- [Excerpt to read]
####
Improvements: low hanging fruits #104

PathosEthosLogos · 2023-12-21T12:19:45Z

Hi there, saw the talk at Rconf. Looks like you've done a lot of work here. It looks solid, though there are many improvements that can be made. I have some suggestions that are low hanging fruits after a quick glance at the repo I think should be seriously considered.

I will start with a bit of a sanity check -- in the README, it says:

The total amount of RAM needed for overall model fitting is around 6GB

Is 6GB RAM a typo? In the talk, Dan says that this model takes a few days, but 6GB is below-average (some might argue below the half of average) of today's $500 consumer-grade or home laptop. It was confusing on why AWS would be necessary or why it would take a few days with LGBM. I saw the 5 download files and total combined was well below 1GB, though joined data is probably different story, which makes 6GB RAM sound about right for modelling (which makes it puzzling). For handling $16B in assets, getting a GPU + some RAM at the cost of $400 to $1,500 GPU are virtually nothing in comparison and serves the public much better. Some clarification on this would be appreciated.

So this leads me to the low hanging fruit: better code/lib choices.
####
- [Required task 1] In the forum post, quote the passage from "Hi there, saw" up to and including "be seriously considered.".
- [Required task 2] According to the forum post, how much RAM does the README say overall model fitting needs?
- [Required task 3] Render the sentence "Some clarification on this would be appreciated." from the forum post in Spanish.

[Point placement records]
####
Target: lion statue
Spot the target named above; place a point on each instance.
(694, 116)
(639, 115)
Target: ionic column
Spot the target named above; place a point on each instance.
####
- [Written solution 1]
Hi there, saw the talk at Rconf. Looks like you've done a lot of work here. It looks solid, though there are many improvements that can be made. I have some suggestions that are low hanging fruits after a quick glance at the repo I think should be seriously considered.

- [Written solution 2] Around 6GB.

- [Written solution 3] Se agradecería alguna aclaración al respecto.